- Opening Delimiter -

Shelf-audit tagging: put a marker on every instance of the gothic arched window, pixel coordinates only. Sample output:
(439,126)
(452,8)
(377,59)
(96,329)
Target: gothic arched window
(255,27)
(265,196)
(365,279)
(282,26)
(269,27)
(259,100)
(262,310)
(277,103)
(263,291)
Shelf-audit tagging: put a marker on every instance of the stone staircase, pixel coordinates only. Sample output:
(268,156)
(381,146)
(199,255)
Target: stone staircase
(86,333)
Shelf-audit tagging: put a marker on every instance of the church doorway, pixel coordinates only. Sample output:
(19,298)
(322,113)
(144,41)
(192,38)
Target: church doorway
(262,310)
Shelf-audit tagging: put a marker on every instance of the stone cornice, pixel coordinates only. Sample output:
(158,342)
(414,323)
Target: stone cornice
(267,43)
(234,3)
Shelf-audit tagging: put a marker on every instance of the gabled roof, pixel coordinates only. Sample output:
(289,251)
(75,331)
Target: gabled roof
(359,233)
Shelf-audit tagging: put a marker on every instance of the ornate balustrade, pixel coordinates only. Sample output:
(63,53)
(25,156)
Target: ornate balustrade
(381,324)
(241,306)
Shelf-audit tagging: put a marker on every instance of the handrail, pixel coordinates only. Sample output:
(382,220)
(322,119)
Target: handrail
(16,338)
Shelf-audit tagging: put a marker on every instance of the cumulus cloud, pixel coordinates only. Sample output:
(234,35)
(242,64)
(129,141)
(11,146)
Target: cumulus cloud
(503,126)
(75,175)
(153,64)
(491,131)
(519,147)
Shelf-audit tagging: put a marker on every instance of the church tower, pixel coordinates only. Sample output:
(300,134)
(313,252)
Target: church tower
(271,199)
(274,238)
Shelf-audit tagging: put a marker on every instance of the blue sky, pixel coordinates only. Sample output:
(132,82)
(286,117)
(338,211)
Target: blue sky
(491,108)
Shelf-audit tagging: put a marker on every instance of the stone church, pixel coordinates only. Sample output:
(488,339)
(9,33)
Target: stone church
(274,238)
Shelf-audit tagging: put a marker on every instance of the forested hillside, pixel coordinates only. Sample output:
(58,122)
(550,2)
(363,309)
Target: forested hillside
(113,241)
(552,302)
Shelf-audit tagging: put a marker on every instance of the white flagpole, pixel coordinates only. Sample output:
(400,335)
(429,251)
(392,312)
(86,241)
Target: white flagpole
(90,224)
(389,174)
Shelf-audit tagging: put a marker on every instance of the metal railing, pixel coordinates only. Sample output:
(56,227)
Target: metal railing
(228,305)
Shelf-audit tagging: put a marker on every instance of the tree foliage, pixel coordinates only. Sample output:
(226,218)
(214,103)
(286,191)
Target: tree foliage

- Closing Delimiter -

▶ [Work to be completed]: An exact repeat of all the records is required.

▶ [Solution to this problem]:
Shelf-audit tagging: put a marker on every instance of the gothic arched window, pixel coordinates only. Sample output:
(439,126)
(452,8)
(377,59)
(96,329)
Target: gothic arched window
(255,27)
(265,196)
(365,279)
(282,26)
(269,27)
(259,100)
(262,310)
(277,103)
(263,291)
Shelf-audit tagging: put a marker on every instance of the stone staircase, pixel coordinates only. Sample output:
(268,156)
(381,146)
(199,255)
Target: stone staircase
(86,333)
Shelf-audit tagging: put a marker on every instance of the church doorway, pixel coordinates only. Sample output:
(19,298)
(322,113)
(144,41)
(192,38)
Target: church doorway
(262,310)
Shelf-audit tagging: put a marker on every instance of the stone cornice, pixel coordinates only. Sample output:
(158,342)
(414,323)
Target: stone cornice
(267,43)
(234,3)
Shelf-audit tagging: put a marker on every instance of the gabled roof, pixel coordinates only. Sample output:
(289,251)
(75,331)
Target: gabled roof
(359,233)
Shelf-audit tagging: put a marker on every instance of the ornate balustrade, pixel coordinates only. Sample output:
(63,53)
(25,156)
Target: ornate balustrade
(381,324)
(241,306)
Shelf-audit tagging: put a marker on every instance of the handrail, pixel coordinates only. Sample output:
(382,220)
(322,119)
Target: handrail
(16,338)
Shelf-audit tagging: put a marker on every instance of the cumulus cloud, pixel coordinates only. Sample output:
(234,35)
(242,64)
(129,141)
(11,146)
Target: cumulus cloud
(503,126)
(75,175)
(153,64)
(491,131)
(519,147)
Shelf-audit tagging: put a marker on every instance of the church tower, pixel coordinates only. Sample output:
(300,134)
(313,252)
Target: church tower
(271,199)
(274,238)
Shelf-audit tagging: put a marker on every instance of the blue sky, pixel coordinates only. Sample output:
(132,82)
(286,117)
(338,211)
Target: blue sky
(491,108)
Shelf-audit tagging: put a marker on every instance of the stone church, pixel coordinates only. Sample output:
(488,339)
(9,33)
Target: stone church
(274,238)
Shelf-audit tagging: put a marker on every instance of the forested hillside, pixel coordinates only. Sample output:
(58,122)
(550,2)
(363,309)
Target: forested hillside
(113,241)
(552,302)
Shelf-audit tagging: put a marker on every instance of the white flagpole, pixel coordinates only. Sample output:
(400,335)
(429,251)
(392,312)
(86,241)
Target: white flagpole
(90,224)
(389,174)
Shelf-audit tagging: put a marker on every instance of the metal railing, pixel coordinates only. Sample output:
(56,227)
Target: metal railing
(228,305)
Shelf-audit tagging: put a marker on every instance of the tree foliage, pixel coordinates only. Sample output:
(226,218)
(214,103)
(286,191)
Target: tree foliage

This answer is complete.